■ LAVORO DA FARE
Nel brano sul Bitter italiano riportato qui sotto, elenca tutti i colori attribuiti al Bitter, comprese le sfumature del rosso.

■ BRANO DI PARTENZA

Il Bitter italiano nasce tra la fine del XIX e l’inizio del XX secolo; spesso erano proprio gli stessi produttori di Vermouth a completare la gamma con Bitter ed altri liquori molto in voga al tempo. Il colore classico del Bitter è il rosso, che varia dal porpora al cremisi allo scarlatto e che lo distingueva dagli Amari, di colore bruno e opaco; senza dubbio questa caratteristica così accattivante ha contribuito in larga misura al successo di questo liquore. Ma non solo il rosso, anche il giallo e l’arancione erano colori tradizionali dei Bitter, colori sgargianti per un liquore da aperitivo, rito che in Italia si diffonde inizialmente soprattutto nelle regioni del nord, in particolare a Torino. Qui nel 1786 Antonio Benedetto Carpano inventa il Vermouth, vino liquoroso che ha rappresentato il classico aperitivo dello Stato Sabaudo, prima, e del Regno d’Italia, poi. Ma l’elemento di successo che consacrò il Bitter alla storia fu proprio l’intuizione che un Amaro a una gradazione più bassa potesse essere bevuto come aperitivo, in sostituzione o in combinazione con il Vermouth.

■ DATI
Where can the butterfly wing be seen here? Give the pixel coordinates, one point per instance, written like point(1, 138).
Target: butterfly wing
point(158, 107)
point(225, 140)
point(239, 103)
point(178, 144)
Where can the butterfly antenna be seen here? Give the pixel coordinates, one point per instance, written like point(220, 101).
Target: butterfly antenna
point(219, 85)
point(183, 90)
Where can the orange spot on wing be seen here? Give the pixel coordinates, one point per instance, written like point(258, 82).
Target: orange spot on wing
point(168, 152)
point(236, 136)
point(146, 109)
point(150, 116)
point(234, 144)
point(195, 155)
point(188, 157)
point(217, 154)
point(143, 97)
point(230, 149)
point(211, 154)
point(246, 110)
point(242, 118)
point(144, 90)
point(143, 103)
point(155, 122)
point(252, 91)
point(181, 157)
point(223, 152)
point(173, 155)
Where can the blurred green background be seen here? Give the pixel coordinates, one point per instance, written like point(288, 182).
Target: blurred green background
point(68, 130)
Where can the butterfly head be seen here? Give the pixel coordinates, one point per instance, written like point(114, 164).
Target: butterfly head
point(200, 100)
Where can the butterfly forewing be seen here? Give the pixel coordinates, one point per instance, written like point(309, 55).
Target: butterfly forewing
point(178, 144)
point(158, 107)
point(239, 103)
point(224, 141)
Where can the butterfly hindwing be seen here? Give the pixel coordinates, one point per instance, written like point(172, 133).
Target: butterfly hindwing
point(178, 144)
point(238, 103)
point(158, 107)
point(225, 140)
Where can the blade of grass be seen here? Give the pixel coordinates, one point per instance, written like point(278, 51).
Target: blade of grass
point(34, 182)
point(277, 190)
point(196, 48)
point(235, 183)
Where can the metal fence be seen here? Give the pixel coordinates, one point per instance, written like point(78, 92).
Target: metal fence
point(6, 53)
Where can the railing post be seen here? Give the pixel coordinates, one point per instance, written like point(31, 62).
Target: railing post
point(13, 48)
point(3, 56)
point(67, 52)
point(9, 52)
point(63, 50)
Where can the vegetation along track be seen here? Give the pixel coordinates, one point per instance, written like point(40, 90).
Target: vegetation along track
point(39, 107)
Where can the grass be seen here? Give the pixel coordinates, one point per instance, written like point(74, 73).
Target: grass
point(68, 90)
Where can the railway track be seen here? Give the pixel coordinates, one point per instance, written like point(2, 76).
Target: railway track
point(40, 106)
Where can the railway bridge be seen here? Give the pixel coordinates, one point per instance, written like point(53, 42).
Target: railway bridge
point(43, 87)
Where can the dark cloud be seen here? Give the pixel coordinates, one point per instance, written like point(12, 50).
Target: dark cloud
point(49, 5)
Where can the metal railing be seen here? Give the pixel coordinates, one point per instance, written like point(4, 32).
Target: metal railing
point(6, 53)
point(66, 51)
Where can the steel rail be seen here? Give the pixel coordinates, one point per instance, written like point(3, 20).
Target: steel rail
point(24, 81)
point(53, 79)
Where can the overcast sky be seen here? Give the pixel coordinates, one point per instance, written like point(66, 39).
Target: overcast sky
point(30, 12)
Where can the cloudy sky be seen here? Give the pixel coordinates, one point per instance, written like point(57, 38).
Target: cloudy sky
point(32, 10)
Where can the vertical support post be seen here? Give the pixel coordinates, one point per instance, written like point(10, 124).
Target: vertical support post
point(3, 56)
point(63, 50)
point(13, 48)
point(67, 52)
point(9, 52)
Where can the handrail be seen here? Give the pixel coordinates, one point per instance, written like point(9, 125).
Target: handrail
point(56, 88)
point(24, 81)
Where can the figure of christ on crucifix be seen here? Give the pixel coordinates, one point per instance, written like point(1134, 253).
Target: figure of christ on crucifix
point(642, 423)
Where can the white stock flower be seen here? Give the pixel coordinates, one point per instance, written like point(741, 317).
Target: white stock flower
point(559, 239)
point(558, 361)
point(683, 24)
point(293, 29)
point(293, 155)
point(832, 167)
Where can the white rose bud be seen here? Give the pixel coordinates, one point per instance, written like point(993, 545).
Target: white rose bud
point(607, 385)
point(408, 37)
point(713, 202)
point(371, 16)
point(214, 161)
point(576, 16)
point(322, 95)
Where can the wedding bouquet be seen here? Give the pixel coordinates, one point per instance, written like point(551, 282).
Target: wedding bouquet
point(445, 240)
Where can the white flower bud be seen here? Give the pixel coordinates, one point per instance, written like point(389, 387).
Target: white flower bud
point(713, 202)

■ SOLUZIONE
rosso, porpora, cremisi, scarlatto, giallo, arancione